My notes don't speak English. Most AI models do. I built a local RAG system with a model that actually understands Bahasa Indonesia, because querying your own knowledge shouldn't require translating your thoughts first.

The Problem

After two years of accumulating notes (lecture slides, research papers, personal summaries), I had a retrieval problem. Full-text search found keywords. I needed semantics. "Apa dampak kebijakan moneter terhadap inflasi?" should work even if I never wrote those exact words anywhere in my notes.

The obvious fix was to send everything to GPT. That fell apart on three counts:

Privacy. University notes, personal analysis, half-formed ideas. Not comfortable sending any of this to a third-party API.
Cost. At scale, API usage compounds. A system I use daily needs to cost nothing to run.
Language. Most of my notes are in Bahasa Indonesia. Cloud models handle this poorly: nuance flattens, responses drift toward translated-sounding English patterns, and the Indonesian framing I wrote in gets lost.

I needed a local solution that actually understood Indonesian.

What I Built

A RAG pipeline that runs entirely on my laptop. Ingest a directory of markdown files, build a vector index, query in natural language, get relevant answers. No internet connection required.

# Ingest a knowledge domain
sa ingest ~/notes/ekonomi/

# Query in Bahasa Indonesia
sa query "bagaimana kebijakan moneter mempengaruhi inflasi?"

# Switch to a different domain
sa ingest ~/notes/machine-learning/
sa query "perbedaan antara RAG dan fine-tuning?"

The system is organized around knowledge domains. Each directory is an independent knowledge base: economics, machine learning, personal journal, university courses. Switch contexts by switching the active directory.

How It Works

Markdown files (directory)

EXERCISE INSTRUCTIONS:
[a] From the post about the local RAG system, quote the passage starting with "After two years" and going on through "in gets lost.".
[b] In the post about the local RAG system, what three problems ruled out sending the notes to GPT?

DATASET RECORDS:
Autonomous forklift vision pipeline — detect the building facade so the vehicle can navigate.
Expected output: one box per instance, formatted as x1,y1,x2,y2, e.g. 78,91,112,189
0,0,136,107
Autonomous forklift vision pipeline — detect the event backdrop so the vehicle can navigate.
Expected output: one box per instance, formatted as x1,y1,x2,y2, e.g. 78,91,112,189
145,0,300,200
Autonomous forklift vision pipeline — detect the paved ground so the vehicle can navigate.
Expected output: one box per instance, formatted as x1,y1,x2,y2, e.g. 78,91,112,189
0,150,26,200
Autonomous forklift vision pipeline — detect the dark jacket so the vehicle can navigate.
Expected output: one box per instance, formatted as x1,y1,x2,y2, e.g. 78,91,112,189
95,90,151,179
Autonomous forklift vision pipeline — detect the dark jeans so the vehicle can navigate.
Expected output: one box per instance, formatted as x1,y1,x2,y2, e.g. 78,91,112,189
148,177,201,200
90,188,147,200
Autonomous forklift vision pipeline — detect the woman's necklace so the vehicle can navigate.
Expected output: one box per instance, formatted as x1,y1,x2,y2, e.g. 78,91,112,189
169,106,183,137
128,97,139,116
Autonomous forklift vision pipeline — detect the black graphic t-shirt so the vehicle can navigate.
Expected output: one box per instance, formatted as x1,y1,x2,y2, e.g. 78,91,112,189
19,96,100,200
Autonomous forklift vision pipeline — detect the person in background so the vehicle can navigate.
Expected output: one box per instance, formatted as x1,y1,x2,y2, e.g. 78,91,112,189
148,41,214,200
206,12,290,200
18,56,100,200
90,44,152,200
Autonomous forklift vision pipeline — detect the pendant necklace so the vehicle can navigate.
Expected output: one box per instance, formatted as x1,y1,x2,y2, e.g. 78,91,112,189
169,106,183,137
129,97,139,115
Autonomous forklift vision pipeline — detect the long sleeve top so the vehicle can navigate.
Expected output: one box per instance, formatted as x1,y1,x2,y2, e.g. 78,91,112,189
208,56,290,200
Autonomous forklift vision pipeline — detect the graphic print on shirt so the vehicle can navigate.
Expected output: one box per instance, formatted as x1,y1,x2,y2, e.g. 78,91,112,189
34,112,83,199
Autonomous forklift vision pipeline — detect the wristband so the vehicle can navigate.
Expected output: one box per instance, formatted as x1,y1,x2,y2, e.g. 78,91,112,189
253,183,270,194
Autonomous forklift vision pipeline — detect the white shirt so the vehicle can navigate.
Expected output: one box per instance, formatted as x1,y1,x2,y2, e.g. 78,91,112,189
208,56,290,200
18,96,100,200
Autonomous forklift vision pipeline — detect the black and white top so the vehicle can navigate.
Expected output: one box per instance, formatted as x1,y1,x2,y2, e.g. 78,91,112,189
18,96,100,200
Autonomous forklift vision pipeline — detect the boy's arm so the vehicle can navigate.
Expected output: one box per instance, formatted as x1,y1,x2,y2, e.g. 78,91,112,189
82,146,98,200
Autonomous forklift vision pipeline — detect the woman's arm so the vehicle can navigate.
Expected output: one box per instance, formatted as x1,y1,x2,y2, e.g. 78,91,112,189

SOLUTIONS TO EACH TASK:
[a]
After two years of accumulating notes (lecture slides, research papers, personal summaries), I had a retrieval problem. Full-text search found keywords. I needed semantics. "Apa dampak kebijakan moneter terhadap inflasi?" should work even if I never wrote those exact words anywhere in my notes.

The obvious fix was to send everything to GPT. That fell apart on three counts:

Privacy. University notes, personal analysis, half-formed ideas. Not comfortable sending any of this to a third-party API.
Cost. At scale, API usage compounds. A system I use daily needs to cost nothing to run.
Language. Most of my notes are in Bahasa Indonesia. Cloud models handle this poorly: nuance flattens, responses drift toward translated-sounding English patterns, and the Indonesian framing I wrote in gets lost.

[b] Privacy, cost, and language.